Written problem =>
Pull out each line of the records below that contains the word "ground".

Available data =>
------------------------------------------------------------------------

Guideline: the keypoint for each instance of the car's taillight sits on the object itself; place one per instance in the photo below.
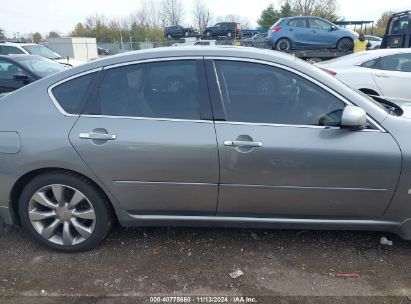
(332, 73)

------------------------------------------------------------------------

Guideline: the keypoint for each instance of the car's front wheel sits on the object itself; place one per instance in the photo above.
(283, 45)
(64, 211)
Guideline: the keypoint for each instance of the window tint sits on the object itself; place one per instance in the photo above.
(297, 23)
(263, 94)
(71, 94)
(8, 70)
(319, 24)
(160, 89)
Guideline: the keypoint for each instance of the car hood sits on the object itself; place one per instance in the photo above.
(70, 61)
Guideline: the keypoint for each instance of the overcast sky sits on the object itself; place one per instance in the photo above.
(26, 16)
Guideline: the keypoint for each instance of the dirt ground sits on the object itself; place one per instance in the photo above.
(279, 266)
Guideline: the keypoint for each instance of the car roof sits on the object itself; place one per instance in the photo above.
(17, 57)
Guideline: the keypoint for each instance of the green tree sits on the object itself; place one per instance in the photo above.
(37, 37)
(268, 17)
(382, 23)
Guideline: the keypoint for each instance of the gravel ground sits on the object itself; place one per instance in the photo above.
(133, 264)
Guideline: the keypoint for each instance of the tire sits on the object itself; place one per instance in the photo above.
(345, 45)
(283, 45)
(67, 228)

------------------------------------------------------------------------

Answer to the exercise =>
Guideline: the keypoint for each instance of the dirt ground sits on the object itself; place one per instance in the photo above.
Guideline: the keypoint for each instance of the gravel ground sits on the object itself; place one per instance in the photo above.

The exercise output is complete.